■ Written instruction 1 ■
According to the text on Ceretic Guletic below, why does Patrick say he no longer calls the soldiers his fellow citizens? Answer in one to three sentences.

■ Source ■
= Ceretic Guletic =

Possible 5th-century Brittonic king

Ceretic Guletic of Alt Clut was a king of Alt Clut, associated with Dumbarton Castle in the 5th century. He has been identified with Coroticus, a Brittonic warrior addressed in a letter by Saint Patrick.

== Portrayal by Patrick ==
Of Patrick's two surviving letters, one is addressed to the warband of this Coroticus. Bemoaning the capture and enslavement of newly Christianised Irish and their sale to non-Christians, Patrick includes the imprecation:
Soldiers whom I no longer call my fellow citizens, or citizens of the Roman saints, but fellow citizens of the devils, in consequence of their evil deeds; who live in death, after the hostile rite of the barbarians; associates of the Scots and Apostate Picts; desirous of glutting themselves with the blood of innocent Christians, multitudes of whom I have begotten in God and confirmed in Christ.

■ Written instruction 2 ■
Pick out every row below that contains the word "cloud", treating uppercase and lowercase letters as distinct.

[Annotated coordinate records]
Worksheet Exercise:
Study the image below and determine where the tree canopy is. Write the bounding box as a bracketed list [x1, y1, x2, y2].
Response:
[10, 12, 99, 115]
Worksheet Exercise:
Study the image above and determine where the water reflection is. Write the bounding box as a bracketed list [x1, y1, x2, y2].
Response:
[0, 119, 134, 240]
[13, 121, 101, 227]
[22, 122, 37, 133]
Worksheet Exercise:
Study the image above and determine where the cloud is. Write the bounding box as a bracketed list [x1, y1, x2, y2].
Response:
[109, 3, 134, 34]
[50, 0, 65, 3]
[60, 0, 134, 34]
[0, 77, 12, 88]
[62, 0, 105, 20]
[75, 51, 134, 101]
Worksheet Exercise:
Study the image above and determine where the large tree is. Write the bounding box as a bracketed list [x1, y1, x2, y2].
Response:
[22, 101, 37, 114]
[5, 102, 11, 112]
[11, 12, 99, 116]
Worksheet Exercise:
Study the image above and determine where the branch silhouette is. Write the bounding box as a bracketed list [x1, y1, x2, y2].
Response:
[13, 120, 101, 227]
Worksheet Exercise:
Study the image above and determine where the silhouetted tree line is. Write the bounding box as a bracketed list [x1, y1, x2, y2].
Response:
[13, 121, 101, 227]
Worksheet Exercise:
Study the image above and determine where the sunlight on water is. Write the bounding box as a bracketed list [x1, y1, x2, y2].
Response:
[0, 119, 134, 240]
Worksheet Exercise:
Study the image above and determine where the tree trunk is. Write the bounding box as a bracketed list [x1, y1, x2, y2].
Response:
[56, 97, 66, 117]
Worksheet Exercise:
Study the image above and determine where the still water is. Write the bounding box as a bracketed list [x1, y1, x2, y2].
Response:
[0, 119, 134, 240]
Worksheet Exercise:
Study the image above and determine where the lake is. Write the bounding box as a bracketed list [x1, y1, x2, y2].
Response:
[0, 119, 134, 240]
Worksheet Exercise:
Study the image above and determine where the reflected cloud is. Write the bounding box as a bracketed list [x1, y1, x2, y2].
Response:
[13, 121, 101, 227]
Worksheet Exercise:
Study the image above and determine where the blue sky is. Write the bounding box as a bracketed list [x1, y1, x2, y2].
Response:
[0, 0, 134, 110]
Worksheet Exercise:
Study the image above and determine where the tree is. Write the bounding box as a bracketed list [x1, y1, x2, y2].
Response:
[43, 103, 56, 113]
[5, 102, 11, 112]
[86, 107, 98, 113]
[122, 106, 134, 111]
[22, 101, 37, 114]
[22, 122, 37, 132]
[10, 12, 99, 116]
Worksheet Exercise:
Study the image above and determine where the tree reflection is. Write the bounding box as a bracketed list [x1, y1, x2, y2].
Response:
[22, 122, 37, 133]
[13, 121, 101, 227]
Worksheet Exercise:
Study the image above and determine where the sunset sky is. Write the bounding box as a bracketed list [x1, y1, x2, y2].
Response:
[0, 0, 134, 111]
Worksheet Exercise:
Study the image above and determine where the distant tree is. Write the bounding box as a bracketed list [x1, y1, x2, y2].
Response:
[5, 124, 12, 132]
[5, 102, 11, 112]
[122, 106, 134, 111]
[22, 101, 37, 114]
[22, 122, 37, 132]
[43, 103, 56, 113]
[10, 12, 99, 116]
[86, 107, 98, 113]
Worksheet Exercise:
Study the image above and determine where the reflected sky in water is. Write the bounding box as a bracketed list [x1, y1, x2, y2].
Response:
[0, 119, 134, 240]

■ Expected answer 1 ■
Patrick no longer calls the soldiers his fellow citizens because of their evil deeds. As a consequence of those deeds, he calls them fellow citizens of the devils.

■ Expected answer 2 ■
Study the image above and determine where the cloud is. Write the bounding box as a bracketed list [x1, y1, x2, y2].
Study the image above and determine where the reflected cloud is. Write the bounding box as a bracketed list [x1, y1, x2, y2].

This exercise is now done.